**Direction**
Can you rewrite all the records below, replacing "Expected behavior:" with "Instruction:" everywhere, keeping everything else unchanged and leaving out the pictures?
### Data records
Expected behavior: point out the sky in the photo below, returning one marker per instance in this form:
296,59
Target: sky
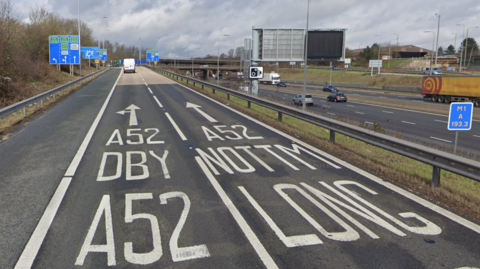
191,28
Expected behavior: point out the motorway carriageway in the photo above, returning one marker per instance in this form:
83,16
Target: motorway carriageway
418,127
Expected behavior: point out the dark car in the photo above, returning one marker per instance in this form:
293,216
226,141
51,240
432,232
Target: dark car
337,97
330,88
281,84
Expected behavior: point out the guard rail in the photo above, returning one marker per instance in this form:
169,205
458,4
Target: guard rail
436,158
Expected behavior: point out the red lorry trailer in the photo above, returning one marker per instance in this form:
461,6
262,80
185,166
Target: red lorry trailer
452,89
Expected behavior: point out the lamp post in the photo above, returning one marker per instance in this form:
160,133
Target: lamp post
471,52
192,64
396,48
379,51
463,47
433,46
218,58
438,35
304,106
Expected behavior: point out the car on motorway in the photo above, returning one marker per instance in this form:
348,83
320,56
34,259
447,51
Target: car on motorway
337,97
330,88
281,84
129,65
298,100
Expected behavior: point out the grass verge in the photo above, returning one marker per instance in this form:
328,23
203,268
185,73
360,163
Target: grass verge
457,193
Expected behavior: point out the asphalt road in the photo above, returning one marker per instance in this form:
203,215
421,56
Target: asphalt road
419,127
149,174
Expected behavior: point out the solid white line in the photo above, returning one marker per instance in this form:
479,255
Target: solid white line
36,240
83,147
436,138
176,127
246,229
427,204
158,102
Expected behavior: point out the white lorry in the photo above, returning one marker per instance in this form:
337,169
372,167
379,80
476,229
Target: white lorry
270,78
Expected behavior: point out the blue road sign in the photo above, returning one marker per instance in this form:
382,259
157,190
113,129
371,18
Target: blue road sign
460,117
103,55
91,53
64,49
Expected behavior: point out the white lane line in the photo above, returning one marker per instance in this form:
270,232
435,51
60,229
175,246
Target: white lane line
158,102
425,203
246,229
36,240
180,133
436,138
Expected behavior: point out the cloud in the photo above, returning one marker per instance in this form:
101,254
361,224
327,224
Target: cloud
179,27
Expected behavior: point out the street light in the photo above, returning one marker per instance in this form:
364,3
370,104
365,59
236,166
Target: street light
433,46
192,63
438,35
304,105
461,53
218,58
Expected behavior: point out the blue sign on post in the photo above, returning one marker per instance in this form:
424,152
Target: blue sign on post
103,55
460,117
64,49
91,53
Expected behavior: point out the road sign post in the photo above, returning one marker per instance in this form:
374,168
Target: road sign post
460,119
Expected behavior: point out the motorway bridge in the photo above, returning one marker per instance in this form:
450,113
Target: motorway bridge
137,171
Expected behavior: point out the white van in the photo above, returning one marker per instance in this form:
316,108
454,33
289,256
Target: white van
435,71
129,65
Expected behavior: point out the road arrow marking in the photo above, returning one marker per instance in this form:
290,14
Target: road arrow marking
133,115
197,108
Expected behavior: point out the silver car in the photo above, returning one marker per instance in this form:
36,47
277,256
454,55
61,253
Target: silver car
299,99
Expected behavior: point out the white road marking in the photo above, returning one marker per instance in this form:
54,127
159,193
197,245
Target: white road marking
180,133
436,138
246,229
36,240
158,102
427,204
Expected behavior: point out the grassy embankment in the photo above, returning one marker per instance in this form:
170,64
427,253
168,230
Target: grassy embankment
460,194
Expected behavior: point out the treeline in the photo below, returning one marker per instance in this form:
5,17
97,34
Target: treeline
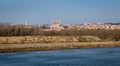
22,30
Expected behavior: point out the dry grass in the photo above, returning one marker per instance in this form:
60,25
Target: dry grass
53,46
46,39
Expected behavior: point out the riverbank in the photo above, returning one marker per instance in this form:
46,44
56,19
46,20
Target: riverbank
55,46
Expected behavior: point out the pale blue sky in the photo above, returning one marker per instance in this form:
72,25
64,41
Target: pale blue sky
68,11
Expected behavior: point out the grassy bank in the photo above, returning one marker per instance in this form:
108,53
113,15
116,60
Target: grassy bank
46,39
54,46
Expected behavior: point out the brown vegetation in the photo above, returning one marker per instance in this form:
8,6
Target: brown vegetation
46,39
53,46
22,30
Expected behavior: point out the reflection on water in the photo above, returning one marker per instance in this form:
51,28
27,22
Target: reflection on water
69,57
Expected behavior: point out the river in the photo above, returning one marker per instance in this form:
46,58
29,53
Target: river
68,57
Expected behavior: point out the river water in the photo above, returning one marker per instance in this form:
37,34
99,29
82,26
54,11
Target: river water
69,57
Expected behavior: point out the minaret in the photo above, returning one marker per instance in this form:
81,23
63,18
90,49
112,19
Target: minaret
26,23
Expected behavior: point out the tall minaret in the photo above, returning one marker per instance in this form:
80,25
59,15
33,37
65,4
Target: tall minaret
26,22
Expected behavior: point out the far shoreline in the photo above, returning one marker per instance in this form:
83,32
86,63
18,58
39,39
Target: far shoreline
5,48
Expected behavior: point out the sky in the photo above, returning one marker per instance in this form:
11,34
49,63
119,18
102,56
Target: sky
######
**Answer in full**
Instruction: point out the sky in the photo below, returning one marker per instance in this form:
296,59
Target: sky
191,28
Instruction: point out the motorway carriageway in the photo above, returning one marker per instance in this form:
83,16
Target: motorway carriageway
418,127
Instruction: point out the dark car in the photo above, returning one marker per instance in this form:
293,216
226,141
51,240
432,232
Target: dark car
337,97
330,88
281,84
Instruction: point out the guard rail in the photo above, returning one marker per instance in this form:
169,205
458,4
Target: guard rail
436,158
Instruction: point out the red lorry trailer in the photo above, returning one marker per instance in this form:
461,6
262,80
185,166
Target: red lorry trailer
452,89
Instruction: point out the lamp post in the photo above, returning one marker per instance in this form:
160,133
Target: lamp post
471,52
192,64
396,48
379,51
463,47
433,46
218,58
438,35
304,106
Instruction: point out the car on motorway in the photo above, returning one marker per instance in this form:
348,83
320,56
34,259
447,51
Target: car on motorway
337,97
330,88
281,84
129,65
298,100
Instruction: point out the grass verge in the photo above, returning one marker per instance in this form:
328,23
203,268
185,73
360,163
Target: grass verge
457,193
Instruction: point out the asphalt road in the photo above, returning one marker per instance in this form:
203,215
421,56
Target: asphalt road
419,127
149,174
Instruction: point out the solid white line in the photo above, returning one marker per instance in this form:
479,255
Target: solid white line
36,240
83,147
436,138
176,127
246,229
427,204
158,102
Instruction: point out the white lorry in the photo above, returning one marker per instance in this form:
337,169
372,167
379,80
476,229
Target: white lorry
270,78
Instruction: point out the blue road sign in the photo above, returning one marker per instance in this form:
382,259
157,190
113,129
371,18
Target: blue road sign
460,117
103,55
91,53
64,49
Instruction: point out the white lane line in the photo above, returning one marker per instance in this form:
270,232
435,51
60,229
175,246
Target: white lane line
158,102
425,203
246,229
36,240
180,133
436,138
Instruction: point out the cloud in the photo above, returning one marker per instance in this form:
101,254
361,224
327,224
Target: cloud
179,27
Instruction: point out the street light in the photo above, returning one marker per instance in this form:
364,3
370,104
365,59
236,166
Target: street light
433,46
192,63
438,35
304,105
461,53
218,58
Instruction: point out the blue sign on post in the photo above, returning one marker per instance in this form:
424,152
Target: blue sign on post
103,55
460,117
64,49
91,53
Instruction: point out the road sign post in the photo above, returning one marker per instance in this form:
374,168
Target: road sign post
460,119
Instruction: point out the motorway bridge in the photo above, returning one marker per instance in this form:
450,113
Target: motorway bridge
137,171
Instruction: point out the white van in the photo above, returning one marker per instance in this form:
316,108
454,33
289,256
Target: white van
435,71
129,65
Instruction: point out the road arrow marking in the photo above, returning one marker per instance in this form:
290,14
Target: road arrow marking
133,115
197,108
Instruction: point out the silver car in the photo above, returning one marker per instance in this form:
36,47
277,256
454,55
61,253
Target: silver car
299,99
Instruction: point out the white road marking in the photo above, returning one marker per instance in this form:
54,127
159,193
197,245
Target: white road marking
180,133
436,138
246,229
36,240
158,102
427,204
Instruction: point out the grassy embankment in the photo above, returning one marker per instance in this form:
170,64
427,253
168,230
Target: grassy embankment
460,194
Instruction: point out the treeline in the photo below, returning one marker per instance in this form:
5,17
97,34
Target: treeline
22,30
Instruction: point out the dry grass in the photo above, returning one marker per instance in this form:
60,25
Target: dry grass
53,46
46,39
Instruction: point out the riverbank in the photo above, returning one marker per instance in this form:
46,44
56,19
46,20
Target: riverbank
55,46
Instruction: point out the pale blue sky in the photo above, returning one marker per instance in this form:
72,25
64,41
Target: pale blue sky
68,11
Instruction: point out the grassy bank in the photo above, returning one marker per instance in this form:
108,53
113,15
116,60
Target: grassy bank
46,39
54,46
Instruction: point out the brown vegetation in the photo above, returning one marker per instance in this form:
8,6
Target: brown vegetation
46,39
53,46
22,30
Instruction: point out the reflection on water in the photo above, returning one marker per instance in this form:
51,28
27,22
Target: reflection on water
69,57
Instruction: point out the river in the photo above, returning one marker per instance in this form:
46,58
29,53
Target: river
68,57
Instruction: point out the river water in the photo above, returning one marker per instance in this form:
37,34
99,29
82,26
54,11
Target: river water
69,57
Instruction: point out the minaret in the photo above, returning one marker per instance in this form:
81,23
63,18
90,49
112,19
Target: minaret
26,23
Instruction: point out the tall minaret in the photo above, returning one marker per instance in this form:
80,25
59,15
33,37
65,4
Target: tall minaret
26,22
Instruction: point out the far shoreline in the photo above, returning one marker per instance in this form:
83,32
86,63
18,58
39,39
Target: far shoreline
5,48
Instruction: point out the sky in the photo above, returning one marker per instance in this form:
11,34
49,63
119,18
102,56
Target: sky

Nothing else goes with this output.